Rescale the data from its start up to and including the line with "36 19 L 34 19". Reproduce every line, requests included, multiplying each coordinate in the answers by 2.15 and rounding to whole numbers with halves rounded up, and omit the pictures.

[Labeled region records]
++++
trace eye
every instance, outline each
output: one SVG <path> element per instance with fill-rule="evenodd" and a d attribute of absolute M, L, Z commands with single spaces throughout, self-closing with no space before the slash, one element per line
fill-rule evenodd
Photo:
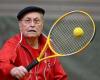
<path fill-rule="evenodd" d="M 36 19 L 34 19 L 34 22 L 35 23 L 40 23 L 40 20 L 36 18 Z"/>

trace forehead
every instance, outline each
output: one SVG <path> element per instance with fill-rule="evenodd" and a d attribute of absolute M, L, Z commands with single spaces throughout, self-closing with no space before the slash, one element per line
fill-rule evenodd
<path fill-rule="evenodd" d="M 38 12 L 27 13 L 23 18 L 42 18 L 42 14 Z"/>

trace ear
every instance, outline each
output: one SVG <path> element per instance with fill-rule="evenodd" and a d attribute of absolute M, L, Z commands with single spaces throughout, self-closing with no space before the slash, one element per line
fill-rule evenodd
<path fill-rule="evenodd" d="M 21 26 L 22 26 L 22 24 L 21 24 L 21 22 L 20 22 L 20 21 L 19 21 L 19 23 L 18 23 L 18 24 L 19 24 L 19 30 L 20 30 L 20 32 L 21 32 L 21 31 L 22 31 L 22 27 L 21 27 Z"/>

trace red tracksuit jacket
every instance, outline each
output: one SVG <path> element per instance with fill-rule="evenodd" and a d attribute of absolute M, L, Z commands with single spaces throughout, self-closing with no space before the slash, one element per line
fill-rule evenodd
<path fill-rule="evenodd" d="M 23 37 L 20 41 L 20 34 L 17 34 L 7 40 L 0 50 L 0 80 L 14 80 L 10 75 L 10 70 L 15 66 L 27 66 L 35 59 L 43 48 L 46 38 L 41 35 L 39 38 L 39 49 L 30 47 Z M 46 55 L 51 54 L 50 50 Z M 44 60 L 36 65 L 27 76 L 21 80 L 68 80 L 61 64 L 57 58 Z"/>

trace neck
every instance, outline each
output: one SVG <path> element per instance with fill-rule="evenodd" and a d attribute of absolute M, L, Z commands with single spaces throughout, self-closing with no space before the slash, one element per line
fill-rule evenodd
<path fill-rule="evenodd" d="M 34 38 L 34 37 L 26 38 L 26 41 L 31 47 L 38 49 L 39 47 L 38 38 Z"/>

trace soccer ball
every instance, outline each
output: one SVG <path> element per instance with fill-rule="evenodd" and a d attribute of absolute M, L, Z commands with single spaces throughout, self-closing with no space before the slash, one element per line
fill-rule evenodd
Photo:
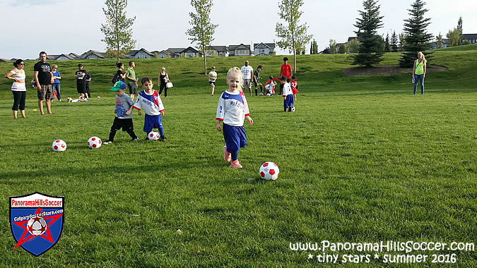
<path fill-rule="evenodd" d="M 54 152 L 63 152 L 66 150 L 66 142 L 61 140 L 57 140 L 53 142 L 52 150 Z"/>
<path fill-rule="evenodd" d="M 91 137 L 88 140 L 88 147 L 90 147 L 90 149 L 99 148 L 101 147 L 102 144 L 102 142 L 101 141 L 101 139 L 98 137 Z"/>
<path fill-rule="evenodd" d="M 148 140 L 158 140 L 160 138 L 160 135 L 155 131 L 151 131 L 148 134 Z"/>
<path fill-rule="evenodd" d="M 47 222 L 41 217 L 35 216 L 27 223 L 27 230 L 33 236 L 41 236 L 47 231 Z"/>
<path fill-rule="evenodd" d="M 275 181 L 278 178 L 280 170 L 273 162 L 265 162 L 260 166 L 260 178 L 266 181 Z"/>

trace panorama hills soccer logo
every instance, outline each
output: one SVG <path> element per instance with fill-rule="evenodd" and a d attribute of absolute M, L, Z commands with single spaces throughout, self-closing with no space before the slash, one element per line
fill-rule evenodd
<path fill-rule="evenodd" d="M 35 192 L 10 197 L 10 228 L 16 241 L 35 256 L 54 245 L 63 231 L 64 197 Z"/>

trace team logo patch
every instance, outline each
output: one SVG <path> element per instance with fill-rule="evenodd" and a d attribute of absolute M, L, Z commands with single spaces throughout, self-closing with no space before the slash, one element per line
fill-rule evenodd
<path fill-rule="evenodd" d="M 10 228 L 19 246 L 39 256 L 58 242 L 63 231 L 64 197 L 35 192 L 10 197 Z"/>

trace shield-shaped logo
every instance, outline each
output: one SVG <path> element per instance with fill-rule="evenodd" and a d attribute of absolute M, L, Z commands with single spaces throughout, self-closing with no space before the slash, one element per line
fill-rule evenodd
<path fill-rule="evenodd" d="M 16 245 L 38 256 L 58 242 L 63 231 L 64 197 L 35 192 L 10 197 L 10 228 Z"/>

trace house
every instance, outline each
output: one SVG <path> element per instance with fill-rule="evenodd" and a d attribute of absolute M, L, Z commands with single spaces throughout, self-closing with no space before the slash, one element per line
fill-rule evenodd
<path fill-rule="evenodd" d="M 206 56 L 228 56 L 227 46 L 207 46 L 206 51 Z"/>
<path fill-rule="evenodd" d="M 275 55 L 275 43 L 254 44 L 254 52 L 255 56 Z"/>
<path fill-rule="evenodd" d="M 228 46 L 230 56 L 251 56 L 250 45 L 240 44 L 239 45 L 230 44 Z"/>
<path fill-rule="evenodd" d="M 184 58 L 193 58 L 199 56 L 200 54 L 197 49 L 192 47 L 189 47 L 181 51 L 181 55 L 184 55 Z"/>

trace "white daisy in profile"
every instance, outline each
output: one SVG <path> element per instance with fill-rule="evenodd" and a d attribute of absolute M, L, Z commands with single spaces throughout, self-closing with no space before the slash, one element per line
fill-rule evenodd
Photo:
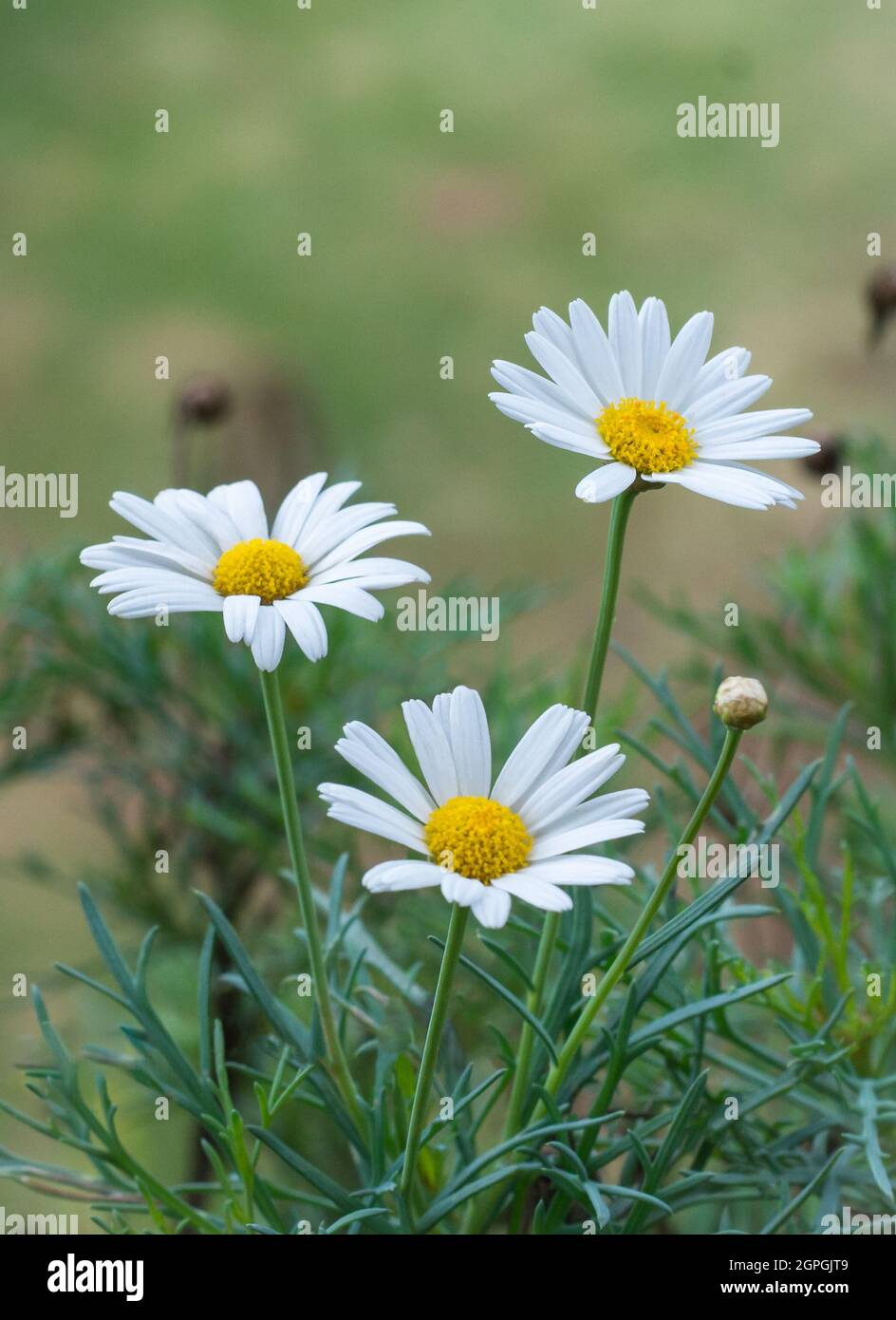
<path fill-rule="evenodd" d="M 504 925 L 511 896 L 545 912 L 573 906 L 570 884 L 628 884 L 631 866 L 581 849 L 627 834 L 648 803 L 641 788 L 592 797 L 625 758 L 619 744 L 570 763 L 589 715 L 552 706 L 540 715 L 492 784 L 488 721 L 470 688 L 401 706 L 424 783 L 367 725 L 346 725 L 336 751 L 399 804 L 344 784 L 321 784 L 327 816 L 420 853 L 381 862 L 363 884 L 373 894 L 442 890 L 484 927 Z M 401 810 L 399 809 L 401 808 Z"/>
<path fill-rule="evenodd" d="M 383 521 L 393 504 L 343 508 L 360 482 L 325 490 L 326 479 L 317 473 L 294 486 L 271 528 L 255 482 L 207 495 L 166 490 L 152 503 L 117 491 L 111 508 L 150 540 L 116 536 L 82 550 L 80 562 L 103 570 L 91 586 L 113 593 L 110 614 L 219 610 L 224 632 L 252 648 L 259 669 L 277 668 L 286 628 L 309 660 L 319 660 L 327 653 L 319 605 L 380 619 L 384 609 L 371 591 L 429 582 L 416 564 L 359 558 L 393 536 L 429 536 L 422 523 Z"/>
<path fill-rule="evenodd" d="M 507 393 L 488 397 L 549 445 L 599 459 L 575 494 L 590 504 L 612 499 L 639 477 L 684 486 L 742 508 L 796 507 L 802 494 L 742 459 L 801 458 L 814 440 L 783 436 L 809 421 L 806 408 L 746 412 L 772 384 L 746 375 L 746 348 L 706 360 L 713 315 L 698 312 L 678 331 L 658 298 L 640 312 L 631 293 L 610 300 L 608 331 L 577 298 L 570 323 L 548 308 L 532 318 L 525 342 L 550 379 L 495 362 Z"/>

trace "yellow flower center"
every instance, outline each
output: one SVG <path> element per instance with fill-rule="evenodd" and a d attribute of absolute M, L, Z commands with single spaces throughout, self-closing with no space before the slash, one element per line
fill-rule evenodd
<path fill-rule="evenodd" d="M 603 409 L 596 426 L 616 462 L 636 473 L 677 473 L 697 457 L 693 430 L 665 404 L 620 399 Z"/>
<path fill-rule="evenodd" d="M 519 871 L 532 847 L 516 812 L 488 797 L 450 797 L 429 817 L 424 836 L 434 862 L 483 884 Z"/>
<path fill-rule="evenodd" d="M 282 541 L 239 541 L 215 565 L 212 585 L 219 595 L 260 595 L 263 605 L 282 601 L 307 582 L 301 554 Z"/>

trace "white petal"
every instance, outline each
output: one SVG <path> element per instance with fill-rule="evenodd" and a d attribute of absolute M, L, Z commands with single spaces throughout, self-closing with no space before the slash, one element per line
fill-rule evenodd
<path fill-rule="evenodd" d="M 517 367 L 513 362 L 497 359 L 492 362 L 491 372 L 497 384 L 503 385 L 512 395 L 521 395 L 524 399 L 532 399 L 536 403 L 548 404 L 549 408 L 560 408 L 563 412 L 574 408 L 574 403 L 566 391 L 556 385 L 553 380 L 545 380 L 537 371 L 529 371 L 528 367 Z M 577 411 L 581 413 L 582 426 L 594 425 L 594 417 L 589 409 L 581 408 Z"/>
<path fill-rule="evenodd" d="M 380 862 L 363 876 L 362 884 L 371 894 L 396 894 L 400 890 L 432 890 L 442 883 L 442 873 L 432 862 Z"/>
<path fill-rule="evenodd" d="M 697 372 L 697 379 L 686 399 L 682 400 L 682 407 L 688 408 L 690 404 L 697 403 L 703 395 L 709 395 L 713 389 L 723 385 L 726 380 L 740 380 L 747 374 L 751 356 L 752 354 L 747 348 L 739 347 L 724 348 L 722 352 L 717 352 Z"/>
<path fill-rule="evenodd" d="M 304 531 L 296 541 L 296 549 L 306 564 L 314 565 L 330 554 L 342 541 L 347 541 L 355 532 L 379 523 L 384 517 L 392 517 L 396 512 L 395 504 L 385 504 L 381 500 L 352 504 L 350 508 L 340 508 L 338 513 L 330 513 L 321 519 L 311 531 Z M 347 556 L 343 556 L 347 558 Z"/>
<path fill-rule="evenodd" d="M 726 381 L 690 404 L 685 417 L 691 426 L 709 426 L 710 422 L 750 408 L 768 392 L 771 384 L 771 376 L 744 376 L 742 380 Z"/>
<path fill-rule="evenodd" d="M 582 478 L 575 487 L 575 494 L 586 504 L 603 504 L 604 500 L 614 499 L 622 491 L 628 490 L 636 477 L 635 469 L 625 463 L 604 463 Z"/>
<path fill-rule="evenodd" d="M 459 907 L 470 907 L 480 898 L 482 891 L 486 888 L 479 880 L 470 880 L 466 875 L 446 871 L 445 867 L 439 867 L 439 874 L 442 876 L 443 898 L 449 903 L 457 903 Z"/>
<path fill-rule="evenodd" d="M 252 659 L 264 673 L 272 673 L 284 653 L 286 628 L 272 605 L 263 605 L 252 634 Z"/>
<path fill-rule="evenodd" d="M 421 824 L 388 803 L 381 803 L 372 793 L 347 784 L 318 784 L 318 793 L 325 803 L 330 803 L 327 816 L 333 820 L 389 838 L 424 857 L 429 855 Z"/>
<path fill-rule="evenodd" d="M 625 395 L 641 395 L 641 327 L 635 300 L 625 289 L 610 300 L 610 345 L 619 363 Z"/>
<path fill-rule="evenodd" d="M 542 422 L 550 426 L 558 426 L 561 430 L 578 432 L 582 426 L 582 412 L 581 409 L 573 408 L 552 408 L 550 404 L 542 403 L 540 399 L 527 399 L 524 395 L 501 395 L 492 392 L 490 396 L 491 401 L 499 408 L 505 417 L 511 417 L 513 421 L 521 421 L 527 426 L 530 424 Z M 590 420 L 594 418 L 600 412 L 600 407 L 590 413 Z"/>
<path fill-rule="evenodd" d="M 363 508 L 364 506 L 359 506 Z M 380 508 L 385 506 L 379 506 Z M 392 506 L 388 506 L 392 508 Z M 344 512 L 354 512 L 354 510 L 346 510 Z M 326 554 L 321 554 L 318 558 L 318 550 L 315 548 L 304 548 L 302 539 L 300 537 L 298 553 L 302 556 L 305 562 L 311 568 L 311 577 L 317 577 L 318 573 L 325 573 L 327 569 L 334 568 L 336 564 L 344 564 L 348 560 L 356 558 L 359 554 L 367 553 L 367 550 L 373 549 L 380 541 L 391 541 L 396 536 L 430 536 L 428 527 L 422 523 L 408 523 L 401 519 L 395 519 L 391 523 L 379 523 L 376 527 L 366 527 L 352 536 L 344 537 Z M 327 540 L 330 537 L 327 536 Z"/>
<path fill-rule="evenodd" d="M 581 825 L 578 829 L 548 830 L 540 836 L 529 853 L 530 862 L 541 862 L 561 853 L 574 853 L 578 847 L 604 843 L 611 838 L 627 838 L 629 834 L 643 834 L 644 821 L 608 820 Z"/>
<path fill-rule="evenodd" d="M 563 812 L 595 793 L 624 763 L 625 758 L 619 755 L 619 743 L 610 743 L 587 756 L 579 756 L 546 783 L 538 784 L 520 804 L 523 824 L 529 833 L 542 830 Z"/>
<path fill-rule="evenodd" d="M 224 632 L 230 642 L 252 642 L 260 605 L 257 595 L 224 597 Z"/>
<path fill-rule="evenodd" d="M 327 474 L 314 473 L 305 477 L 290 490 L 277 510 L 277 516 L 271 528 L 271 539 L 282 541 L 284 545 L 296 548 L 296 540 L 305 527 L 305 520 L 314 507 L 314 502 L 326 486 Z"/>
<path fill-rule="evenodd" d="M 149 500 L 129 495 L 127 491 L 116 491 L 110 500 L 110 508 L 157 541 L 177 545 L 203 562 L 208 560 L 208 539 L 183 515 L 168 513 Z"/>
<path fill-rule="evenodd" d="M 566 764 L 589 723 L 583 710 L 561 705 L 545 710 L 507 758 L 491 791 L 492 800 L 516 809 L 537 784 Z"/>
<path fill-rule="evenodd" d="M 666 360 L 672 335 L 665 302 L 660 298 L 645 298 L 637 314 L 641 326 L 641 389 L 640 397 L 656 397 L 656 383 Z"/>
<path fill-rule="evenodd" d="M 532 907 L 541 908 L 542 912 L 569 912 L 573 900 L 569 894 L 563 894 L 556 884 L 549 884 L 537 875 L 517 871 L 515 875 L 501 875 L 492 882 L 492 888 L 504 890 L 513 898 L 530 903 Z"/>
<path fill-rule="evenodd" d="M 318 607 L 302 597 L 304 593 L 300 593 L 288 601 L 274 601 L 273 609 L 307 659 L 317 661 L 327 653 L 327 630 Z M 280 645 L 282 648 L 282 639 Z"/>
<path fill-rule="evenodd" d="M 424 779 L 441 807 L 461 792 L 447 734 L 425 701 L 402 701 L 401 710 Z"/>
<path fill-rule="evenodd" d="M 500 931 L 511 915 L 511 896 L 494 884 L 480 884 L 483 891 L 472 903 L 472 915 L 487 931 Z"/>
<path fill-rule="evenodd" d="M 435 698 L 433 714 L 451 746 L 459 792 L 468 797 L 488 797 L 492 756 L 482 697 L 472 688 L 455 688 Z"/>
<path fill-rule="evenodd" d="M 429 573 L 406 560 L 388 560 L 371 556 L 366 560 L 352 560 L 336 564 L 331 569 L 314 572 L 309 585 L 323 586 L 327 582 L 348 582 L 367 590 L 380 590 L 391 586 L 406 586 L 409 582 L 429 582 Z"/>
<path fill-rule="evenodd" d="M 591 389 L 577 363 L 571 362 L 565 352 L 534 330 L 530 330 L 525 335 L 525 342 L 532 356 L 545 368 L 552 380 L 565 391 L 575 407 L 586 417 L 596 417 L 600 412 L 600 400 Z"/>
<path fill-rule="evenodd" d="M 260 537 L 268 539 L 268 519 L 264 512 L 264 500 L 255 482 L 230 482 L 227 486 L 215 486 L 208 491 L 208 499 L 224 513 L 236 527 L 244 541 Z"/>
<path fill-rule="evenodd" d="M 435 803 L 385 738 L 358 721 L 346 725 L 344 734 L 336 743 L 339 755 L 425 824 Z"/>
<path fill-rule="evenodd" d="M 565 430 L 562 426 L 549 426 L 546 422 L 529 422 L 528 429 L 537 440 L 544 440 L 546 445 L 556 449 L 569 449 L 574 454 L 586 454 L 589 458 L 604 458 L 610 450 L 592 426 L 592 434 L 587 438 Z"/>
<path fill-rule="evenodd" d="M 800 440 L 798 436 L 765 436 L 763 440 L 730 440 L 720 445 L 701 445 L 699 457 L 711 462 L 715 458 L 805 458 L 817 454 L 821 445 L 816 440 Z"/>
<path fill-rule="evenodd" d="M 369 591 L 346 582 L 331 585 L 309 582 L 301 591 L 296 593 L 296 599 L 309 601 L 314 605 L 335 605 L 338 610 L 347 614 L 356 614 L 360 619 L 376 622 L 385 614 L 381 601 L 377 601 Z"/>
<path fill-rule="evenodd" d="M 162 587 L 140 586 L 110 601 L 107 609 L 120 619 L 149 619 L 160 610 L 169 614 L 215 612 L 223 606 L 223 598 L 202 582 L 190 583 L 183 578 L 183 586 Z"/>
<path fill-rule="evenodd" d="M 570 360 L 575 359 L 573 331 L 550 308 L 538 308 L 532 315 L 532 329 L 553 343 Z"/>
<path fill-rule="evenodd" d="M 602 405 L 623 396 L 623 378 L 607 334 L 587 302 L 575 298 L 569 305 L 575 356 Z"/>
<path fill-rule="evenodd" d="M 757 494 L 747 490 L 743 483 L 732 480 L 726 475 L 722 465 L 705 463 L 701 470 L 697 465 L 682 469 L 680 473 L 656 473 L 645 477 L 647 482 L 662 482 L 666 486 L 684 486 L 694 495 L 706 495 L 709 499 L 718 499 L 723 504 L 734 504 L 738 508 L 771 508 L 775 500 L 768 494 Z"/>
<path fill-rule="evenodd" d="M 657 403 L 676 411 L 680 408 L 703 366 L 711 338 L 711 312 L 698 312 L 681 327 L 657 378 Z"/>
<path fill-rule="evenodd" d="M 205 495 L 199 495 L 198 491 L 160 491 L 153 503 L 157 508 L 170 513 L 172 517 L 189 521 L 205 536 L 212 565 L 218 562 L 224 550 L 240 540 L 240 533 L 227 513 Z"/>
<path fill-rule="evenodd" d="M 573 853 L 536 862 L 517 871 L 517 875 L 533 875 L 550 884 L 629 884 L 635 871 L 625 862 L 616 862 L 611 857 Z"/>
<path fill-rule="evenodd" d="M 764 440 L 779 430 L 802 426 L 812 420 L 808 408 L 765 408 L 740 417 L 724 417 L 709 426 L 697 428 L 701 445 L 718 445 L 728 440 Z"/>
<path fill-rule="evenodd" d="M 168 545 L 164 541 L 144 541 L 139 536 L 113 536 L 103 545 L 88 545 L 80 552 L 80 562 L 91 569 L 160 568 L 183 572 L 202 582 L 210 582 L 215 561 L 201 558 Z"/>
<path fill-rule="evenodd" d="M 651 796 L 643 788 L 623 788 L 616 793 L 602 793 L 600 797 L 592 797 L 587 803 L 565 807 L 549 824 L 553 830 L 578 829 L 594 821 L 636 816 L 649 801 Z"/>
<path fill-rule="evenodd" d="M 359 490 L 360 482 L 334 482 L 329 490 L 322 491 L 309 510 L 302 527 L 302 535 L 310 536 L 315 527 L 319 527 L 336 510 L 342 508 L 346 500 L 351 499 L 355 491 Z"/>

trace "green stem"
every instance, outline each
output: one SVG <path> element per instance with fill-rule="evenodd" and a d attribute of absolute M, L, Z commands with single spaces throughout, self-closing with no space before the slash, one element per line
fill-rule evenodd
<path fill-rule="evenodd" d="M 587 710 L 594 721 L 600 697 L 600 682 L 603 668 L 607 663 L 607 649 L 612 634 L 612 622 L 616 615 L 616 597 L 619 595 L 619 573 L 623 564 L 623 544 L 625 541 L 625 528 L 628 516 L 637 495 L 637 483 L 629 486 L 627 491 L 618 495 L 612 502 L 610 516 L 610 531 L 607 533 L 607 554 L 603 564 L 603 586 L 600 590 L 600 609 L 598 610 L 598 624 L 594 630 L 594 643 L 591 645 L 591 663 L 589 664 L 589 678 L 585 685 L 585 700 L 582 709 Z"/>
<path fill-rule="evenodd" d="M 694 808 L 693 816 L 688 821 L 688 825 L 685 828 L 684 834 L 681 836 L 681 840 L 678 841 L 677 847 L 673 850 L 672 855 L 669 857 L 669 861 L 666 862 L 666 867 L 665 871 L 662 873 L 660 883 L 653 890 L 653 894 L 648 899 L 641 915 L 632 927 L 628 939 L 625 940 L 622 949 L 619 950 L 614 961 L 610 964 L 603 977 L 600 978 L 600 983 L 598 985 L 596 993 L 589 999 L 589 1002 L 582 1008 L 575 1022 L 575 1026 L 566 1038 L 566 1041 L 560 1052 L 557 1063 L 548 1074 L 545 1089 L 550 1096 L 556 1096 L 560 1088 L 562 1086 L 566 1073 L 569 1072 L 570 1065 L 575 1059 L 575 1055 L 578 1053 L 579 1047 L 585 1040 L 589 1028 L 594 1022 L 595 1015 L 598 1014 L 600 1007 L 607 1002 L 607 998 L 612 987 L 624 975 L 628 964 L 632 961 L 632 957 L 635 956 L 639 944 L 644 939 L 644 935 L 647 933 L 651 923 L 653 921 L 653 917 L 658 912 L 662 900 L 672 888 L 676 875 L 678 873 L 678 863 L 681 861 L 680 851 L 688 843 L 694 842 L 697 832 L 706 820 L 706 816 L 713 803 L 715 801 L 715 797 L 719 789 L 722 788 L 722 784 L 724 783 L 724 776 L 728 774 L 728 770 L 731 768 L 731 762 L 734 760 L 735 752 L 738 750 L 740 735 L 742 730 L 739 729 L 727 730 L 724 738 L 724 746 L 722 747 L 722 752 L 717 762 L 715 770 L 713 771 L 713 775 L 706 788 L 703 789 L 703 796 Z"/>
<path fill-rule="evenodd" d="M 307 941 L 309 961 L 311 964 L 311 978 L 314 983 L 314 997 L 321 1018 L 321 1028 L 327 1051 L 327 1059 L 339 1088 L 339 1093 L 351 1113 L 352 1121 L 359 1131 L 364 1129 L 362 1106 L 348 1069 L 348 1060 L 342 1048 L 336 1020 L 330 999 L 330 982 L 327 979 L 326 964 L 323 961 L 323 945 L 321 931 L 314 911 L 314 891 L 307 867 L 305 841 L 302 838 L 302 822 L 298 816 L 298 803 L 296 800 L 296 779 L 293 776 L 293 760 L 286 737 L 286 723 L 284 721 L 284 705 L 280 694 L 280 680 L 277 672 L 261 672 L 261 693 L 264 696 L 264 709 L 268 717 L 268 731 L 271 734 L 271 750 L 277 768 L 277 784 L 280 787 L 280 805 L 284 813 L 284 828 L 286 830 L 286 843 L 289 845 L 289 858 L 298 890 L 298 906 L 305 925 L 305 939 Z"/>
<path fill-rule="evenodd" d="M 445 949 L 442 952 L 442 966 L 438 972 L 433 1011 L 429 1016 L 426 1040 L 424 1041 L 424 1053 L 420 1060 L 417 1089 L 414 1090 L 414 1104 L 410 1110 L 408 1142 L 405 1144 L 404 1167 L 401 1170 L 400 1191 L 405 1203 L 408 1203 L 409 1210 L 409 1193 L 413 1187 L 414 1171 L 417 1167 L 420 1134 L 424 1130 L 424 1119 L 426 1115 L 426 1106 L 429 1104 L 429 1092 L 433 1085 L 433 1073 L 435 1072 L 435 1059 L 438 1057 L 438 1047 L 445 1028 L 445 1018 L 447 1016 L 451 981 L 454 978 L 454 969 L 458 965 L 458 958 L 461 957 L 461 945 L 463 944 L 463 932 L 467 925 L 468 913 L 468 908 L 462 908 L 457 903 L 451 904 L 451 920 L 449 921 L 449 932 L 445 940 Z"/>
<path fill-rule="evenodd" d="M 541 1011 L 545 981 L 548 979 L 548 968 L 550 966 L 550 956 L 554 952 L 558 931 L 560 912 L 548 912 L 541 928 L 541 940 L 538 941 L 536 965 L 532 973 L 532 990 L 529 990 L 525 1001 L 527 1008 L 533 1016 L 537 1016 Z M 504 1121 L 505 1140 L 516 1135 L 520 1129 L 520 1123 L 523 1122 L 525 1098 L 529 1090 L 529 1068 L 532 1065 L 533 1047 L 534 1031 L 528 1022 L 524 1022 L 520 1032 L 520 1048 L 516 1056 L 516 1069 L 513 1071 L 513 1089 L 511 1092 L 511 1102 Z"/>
++++
● Output of the task
trace eye
every instance, outline each
output: one SVG <path> element per instance with fill-rule="evenodd" and a d attribute of absolute M, L, Z commands with single spaces throughout, self-closing with no space before the slash, one element per line
fill-rule evenodd
Photo:
<path fill-rule="evenodd" d="M 77 41 L 73 41 L 73 47 L 75 49 L 86 49 L 86 43 L 77 39 Z"/>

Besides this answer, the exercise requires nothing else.